Reproduce nothing but the lines from the one containing "One point marks each instance of the forest." to the end of the records below, each exactly as written.
___ Data supplied ___
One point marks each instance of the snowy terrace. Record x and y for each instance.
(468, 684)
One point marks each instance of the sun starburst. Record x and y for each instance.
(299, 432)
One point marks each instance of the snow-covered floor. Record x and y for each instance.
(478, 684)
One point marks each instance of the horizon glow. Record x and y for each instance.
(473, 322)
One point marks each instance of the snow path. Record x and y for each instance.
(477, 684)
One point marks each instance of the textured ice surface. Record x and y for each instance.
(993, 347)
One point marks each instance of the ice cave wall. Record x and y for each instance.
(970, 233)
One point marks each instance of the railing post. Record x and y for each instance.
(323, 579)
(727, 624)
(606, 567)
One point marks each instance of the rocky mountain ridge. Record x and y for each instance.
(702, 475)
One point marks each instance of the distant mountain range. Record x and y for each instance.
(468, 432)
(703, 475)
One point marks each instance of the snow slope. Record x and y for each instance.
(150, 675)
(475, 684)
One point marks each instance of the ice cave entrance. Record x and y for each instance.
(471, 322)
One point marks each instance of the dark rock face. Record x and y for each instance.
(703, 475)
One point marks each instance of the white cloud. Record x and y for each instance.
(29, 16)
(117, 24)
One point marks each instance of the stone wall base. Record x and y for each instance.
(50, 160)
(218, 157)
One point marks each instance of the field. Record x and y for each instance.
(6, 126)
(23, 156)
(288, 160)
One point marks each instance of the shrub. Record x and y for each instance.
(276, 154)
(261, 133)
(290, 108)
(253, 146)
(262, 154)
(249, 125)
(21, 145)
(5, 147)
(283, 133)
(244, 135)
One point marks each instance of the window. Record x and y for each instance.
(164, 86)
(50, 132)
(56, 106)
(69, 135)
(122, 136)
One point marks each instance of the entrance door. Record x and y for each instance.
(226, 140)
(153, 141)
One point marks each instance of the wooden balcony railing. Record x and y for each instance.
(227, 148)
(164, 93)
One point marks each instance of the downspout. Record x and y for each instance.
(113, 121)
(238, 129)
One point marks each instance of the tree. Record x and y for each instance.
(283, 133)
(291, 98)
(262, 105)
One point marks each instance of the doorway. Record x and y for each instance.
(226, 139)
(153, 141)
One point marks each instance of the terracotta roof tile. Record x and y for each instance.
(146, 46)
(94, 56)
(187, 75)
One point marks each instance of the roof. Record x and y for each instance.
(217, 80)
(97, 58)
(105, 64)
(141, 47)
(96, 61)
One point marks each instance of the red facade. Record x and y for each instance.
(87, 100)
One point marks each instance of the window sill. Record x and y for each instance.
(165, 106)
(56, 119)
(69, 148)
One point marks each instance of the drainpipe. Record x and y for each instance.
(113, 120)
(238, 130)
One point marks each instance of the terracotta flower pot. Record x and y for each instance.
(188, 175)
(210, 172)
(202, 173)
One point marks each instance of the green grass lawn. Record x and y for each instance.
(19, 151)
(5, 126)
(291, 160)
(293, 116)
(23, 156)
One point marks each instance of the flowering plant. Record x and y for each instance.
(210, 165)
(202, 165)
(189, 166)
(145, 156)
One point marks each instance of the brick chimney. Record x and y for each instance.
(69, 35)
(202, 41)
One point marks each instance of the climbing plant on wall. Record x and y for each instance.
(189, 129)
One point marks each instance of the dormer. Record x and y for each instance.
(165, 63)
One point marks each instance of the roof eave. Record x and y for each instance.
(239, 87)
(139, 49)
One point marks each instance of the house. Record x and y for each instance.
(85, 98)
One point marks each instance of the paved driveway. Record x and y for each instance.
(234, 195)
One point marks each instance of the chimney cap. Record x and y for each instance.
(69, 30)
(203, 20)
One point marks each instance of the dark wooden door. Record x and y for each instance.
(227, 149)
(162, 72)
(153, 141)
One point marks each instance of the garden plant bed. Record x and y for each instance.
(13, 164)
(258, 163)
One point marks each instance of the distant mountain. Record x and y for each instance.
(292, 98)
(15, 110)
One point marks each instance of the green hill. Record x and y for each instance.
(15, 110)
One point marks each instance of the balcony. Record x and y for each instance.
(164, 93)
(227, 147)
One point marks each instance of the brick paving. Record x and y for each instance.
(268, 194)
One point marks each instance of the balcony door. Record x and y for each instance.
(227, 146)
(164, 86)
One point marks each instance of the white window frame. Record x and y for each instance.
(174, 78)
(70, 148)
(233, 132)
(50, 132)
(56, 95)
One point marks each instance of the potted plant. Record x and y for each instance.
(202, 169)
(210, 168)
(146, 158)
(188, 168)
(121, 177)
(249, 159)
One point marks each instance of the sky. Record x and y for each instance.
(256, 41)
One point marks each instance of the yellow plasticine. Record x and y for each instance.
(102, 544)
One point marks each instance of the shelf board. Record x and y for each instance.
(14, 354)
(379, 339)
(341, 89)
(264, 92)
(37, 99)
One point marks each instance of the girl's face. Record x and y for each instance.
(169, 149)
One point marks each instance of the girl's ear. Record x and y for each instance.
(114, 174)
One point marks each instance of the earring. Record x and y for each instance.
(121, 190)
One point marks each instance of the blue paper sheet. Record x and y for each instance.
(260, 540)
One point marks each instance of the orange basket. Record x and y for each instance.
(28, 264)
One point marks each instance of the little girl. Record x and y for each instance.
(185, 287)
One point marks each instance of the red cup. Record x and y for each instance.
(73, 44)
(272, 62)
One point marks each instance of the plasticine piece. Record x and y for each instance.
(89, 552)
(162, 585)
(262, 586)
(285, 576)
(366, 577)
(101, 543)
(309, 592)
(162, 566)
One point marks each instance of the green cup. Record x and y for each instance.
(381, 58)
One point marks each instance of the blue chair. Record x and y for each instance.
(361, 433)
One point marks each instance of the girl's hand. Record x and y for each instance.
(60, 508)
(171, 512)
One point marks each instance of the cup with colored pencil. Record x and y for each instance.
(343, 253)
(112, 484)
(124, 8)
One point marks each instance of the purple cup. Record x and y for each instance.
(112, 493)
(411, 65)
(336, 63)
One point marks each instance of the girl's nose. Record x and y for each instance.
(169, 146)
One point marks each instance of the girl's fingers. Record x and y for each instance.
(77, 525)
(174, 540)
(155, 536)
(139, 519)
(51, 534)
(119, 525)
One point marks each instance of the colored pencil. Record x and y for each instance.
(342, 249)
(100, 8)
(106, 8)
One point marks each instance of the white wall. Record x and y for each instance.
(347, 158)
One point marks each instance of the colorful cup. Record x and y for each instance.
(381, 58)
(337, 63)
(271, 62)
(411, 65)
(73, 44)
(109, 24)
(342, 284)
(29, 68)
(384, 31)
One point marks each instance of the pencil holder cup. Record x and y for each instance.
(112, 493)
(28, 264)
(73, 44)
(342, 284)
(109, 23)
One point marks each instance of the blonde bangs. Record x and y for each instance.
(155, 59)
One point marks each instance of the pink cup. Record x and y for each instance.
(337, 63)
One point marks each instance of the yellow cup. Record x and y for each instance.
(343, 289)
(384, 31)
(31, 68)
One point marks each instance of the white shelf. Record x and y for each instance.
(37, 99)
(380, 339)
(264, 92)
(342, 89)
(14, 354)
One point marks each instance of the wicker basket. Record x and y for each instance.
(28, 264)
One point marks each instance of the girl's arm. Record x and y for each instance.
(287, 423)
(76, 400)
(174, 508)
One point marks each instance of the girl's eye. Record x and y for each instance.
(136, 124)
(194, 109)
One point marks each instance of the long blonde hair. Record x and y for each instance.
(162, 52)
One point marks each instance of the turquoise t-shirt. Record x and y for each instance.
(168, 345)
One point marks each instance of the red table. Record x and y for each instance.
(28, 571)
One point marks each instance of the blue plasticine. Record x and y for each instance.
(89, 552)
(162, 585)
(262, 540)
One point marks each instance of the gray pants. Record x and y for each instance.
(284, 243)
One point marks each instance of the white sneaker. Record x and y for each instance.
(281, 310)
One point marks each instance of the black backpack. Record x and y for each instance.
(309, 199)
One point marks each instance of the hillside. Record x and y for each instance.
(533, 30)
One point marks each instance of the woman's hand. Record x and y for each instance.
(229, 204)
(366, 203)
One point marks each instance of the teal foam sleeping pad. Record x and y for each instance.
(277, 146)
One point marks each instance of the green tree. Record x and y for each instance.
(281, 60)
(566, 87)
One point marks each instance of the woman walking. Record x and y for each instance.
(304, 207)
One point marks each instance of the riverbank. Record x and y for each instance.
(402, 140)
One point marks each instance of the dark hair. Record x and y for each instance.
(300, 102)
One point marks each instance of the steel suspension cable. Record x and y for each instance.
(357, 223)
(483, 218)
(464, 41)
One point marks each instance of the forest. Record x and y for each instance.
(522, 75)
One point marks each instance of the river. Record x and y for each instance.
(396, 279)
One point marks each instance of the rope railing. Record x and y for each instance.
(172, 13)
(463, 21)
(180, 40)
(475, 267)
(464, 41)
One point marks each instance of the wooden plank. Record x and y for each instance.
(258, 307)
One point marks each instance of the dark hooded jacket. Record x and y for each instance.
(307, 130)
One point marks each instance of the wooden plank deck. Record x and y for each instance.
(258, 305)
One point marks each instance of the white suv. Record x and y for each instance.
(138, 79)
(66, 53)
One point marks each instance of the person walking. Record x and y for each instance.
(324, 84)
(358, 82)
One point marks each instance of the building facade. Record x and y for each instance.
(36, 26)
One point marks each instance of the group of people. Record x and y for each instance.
___
### Output:
One point marks each instance of the forest. Record x and y for each instance.
(522, 75)
One point marks each instance of the river. Record x and y for each instance.
(396, 279)
One point marks each instance of the rope railing. Record x and y for each instance.
(172, 13)
(463, 21)
(180, 40)
(475, 267)
(464, 41)
One point marks each instance of the wooden plank. Record x and y for each instance.
(258, 307)
One point marks each instance of the dark hooded jacket. Record x and y for each instance.
(307, 130)
One point marks each instance of the wooden plank deck. Record x and y for each instance.
(258, 305)
One point marks each instance of the white suv. Record x and y for each instance.
(138, 79)
(66, 53)
One point marks each instance of the person walking. Record x and y for each instance.
(324, 84)
(358, 82)
One point marks each instance of the building facade. Record x and y for each instance.
(36, 26)
One point marks each instance of the group of people. Record x and y for each instance.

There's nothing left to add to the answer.